**GIVEN INSTRUCTION:** Gather every line of the material below that contains the word "building" and copy each one in full. Case counts.
= = =
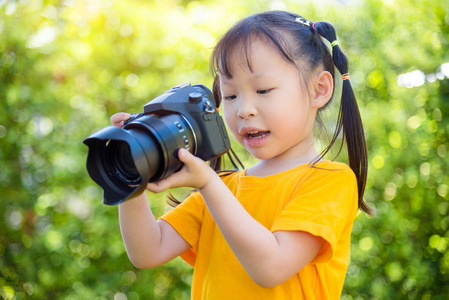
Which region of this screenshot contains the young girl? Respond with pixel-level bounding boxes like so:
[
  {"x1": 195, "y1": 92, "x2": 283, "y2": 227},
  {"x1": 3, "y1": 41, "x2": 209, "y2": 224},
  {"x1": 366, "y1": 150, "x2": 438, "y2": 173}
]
[{"x1": 111, "y1": 11, "x2": 369, "y2": 300}]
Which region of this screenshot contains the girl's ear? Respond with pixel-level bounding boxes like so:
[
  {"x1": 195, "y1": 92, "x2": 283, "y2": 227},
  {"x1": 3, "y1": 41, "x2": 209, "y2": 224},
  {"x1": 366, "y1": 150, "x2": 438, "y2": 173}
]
[{"x1": 312, "y1": 71, "x2": 334, "y2": 108}]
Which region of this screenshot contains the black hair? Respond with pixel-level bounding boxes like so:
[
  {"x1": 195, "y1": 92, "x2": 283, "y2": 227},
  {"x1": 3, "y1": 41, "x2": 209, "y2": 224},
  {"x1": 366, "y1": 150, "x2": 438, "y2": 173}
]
[{"x1": 210, "y1": 11, "x2": 372, "y2": 214}]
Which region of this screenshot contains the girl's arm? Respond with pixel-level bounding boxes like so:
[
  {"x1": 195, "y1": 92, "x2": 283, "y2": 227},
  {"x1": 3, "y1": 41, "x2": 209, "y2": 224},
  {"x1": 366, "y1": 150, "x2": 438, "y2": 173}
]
[
  {"x1": 148, "y1": 149, "x2": 325, "y2": 287},
  {"x1": 119, "y1": 193, "x2": 191, "y2": 269},
  {"x1": 111, "y1": 113, "x2": 191, "y2": 269}
]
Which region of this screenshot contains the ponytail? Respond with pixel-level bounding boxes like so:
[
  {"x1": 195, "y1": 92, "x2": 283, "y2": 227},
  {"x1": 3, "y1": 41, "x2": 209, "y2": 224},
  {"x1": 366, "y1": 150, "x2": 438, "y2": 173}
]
[{"x1": 310, "y1": 22, "x2": 373, "y2": 215}]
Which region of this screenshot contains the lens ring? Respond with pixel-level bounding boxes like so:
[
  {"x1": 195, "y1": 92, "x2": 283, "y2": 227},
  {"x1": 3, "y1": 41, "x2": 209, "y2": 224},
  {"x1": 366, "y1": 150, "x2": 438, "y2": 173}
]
[{"x1": 106, "y1": 140, "x2": 141, "y2": 186}]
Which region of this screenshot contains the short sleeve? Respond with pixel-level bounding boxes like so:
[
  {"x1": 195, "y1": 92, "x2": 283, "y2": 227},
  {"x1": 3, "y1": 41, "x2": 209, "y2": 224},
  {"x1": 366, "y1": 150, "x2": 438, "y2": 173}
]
[
  {"x1": 271, "y1": 166, "x2": 358, "y2": 263},
  {"x1": 159, "y1": 192, "x2": 205, "y2": 266}
]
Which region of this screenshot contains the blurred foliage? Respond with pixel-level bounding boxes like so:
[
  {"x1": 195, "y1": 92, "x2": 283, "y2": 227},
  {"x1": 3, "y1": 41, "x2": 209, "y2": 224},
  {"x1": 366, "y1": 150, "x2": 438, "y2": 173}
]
[{"x1": 0, "y1": 0, "x2": 449, "y2": 299}]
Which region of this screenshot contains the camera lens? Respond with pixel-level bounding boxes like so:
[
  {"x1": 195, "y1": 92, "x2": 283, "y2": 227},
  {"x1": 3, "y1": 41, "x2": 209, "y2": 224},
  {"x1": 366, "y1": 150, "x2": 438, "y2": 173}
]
[{"x1": 106, "y1": 141, "x2": 140, "y2": 184}]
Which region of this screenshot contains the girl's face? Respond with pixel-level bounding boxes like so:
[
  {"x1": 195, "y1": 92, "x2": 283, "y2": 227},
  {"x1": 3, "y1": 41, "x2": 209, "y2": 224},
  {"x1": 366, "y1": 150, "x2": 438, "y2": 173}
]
[{"x1": 220, "y1": 39, "x2": 317, "y2": 161}]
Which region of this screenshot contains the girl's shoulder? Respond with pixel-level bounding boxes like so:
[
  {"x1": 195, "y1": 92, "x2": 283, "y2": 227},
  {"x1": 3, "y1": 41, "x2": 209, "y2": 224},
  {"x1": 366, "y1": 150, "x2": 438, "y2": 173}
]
[{"x1": 219, "y1": 160, "x2": 355, "y2": 185}]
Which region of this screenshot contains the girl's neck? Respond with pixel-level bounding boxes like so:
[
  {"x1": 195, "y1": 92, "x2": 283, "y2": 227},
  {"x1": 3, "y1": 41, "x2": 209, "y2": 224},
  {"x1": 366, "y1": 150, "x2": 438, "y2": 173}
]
[{"x1": 246, "y1": 146, "x2": 321, "y2": 177}]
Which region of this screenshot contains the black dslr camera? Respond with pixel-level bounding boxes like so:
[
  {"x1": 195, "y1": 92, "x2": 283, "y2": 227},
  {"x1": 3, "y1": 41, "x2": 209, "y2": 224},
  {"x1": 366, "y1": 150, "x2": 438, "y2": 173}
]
[{"x1": 84, "y1": 83, "x2": 230, "y2": 205}]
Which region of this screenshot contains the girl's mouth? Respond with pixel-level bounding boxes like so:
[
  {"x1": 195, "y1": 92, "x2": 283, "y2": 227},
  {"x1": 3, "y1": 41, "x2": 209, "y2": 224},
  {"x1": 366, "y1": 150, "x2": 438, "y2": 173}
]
[
  {"x1": 245, "y1": 130, "x2": 270, "y2": 140},
  {"x1": 243, "y1": 130, "x2": 271, "y2": 148}
]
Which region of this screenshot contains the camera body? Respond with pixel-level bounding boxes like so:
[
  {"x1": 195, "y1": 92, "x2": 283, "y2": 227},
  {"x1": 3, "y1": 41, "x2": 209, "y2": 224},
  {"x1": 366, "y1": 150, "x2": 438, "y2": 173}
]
[{"x1": 84, "y1": 83, "x2": 230, "y2": 205}]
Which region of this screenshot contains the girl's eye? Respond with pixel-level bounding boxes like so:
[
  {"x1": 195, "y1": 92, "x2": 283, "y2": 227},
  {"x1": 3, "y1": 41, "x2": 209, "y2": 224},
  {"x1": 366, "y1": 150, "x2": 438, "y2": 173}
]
[
  {"x1": 257, "y1": 89, "x2": 273, "y2": 95},
  {"x1": 223, "y1": 95, "x2": 237, "y2": 100}
]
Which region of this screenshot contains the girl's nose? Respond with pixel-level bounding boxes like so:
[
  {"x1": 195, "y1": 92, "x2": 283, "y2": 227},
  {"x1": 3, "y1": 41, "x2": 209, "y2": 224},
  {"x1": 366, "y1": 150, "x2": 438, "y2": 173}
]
[{"x1": 237, "y1": 99, "x2": 257, "y2": 119}]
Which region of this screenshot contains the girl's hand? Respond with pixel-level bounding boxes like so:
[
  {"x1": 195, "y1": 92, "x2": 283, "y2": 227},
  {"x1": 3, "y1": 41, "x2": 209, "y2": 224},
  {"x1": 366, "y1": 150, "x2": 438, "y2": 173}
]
[
  {"x1": 111, "y1": 113, "x2": 131, "y2": 128},
  {"x1": 147, "y1": 148, "x2": 217, "y2": 193}
]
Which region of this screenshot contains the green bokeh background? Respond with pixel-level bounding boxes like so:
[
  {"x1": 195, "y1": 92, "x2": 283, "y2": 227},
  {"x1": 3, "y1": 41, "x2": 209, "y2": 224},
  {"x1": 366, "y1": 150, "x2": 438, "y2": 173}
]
[{"x1": 0, "y1": 0, "x2": 449, "y2": 299}]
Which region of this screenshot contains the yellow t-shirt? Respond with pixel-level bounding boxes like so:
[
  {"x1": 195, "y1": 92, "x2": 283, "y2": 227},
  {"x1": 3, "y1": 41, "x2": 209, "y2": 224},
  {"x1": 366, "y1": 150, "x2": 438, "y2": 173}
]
[{"x1": 161, "y1": 161, "x2": 357, "y2": 300}]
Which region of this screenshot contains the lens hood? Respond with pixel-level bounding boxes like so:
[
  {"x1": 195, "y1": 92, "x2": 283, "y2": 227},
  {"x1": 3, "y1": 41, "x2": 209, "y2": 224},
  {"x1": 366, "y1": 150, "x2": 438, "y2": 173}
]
[{"x1": 83, "y1": 126, "x2": 151, "y2": 205}]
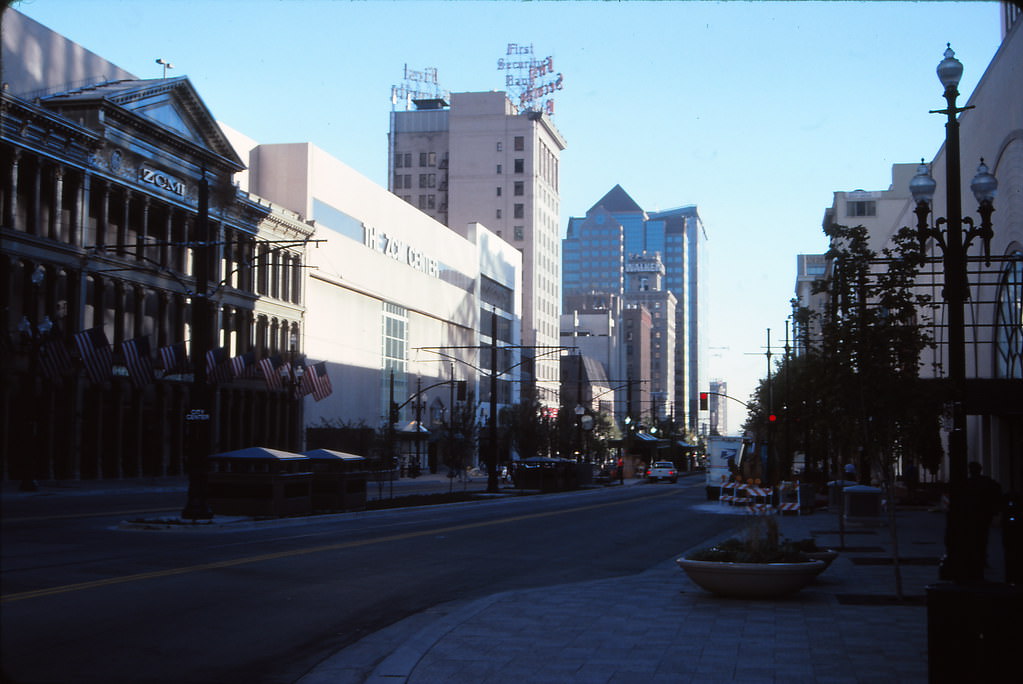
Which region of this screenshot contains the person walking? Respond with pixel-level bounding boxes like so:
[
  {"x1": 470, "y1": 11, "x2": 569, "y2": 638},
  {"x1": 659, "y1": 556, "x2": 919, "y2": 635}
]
[{"x1": 964, "y1": 461, "x2": 1003, "y2": 581}]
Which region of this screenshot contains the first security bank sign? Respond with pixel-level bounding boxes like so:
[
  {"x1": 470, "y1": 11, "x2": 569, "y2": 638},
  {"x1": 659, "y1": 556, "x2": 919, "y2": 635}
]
[{"x1": 362, "y1": 224, "x2": 440, "y2": 278}]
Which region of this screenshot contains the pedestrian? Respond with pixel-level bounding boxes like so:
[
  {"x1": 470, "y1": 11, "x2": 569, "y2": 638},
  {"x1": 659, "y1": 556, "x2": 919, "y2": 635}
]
[{"x1": 963, "y1": 461, "x2": 1003, "y2": 581}]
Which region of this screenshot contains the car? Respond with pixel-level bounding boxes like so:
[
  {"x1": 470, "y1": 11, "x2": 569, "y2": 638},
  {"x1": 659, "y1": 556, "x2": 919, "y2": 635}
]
[{"x1": 647, "y1": 461, "x2": 678, "y2": 483}]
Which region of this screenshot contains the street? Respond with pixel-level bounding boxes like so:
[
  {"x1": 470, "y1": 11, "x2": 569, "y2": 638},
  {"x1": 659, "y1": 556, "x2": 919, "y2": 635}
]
[{"x1": 2, "y1": 478, "x2": 733, "y2": 683}]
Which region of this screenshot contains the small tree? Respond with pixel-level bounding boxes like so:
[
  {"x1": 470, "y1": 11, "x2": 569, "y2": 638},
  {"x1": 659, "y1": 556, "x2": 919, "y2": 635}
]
[{"x1": 444, "y1": 393, "x2": 481, "y2": 488}]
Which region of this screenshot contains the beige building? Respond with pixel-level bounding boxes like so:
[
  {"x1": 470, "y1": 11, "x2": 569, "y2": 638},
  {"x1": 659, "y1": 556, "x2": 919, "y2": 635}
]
[
  {"x1": 389, "y1": 92, "x2": 566, "y2": 406},
  {"x1": 797, "y1": 10, "x2": 1023, "y2": 491}
]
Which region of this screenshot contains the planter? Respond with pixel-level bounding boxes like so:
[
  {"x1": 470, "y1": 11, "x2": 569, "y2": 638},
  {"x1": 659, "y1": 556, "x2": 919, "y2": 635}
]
[
  {"x1": 803, "y1": 549, "x2": 838, "y2": 573},
  {"x1": 675, "y1": 558, "x2": 827, "y2": 598}
]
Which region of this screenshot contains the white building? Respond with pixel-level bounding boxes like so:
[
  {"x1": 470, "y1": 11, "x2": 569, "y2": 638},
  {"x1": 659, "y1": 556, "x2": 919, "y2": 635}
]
[
  {"x1": 388, "y1": 92, "x2": 566, "y2": 406},
  {"x1": 229, "y1": 138, "x2": 522, "y2": 465}
]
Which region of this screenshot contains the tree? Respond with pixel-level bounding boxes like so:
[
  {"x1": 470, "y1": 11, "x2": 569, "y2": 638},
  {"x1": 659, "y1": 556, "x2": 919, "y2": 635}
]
[
  {"x1": 444, "y1": 392, "x2": 481, "y2": 487},
  {"x1": 502, "y1": 394, "x2": 558, "y2": 458},
  {"x1": 747, "y1": 225, "x2": 938, "y2": 595}
]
= = =
**RESPONSE:**
Which region of this screenshot contains the beige building? Respond with pixel-level bounding boxes like so:
Which region of this screenshot contains the white building? Respond with pixel-level bounding boxes like so:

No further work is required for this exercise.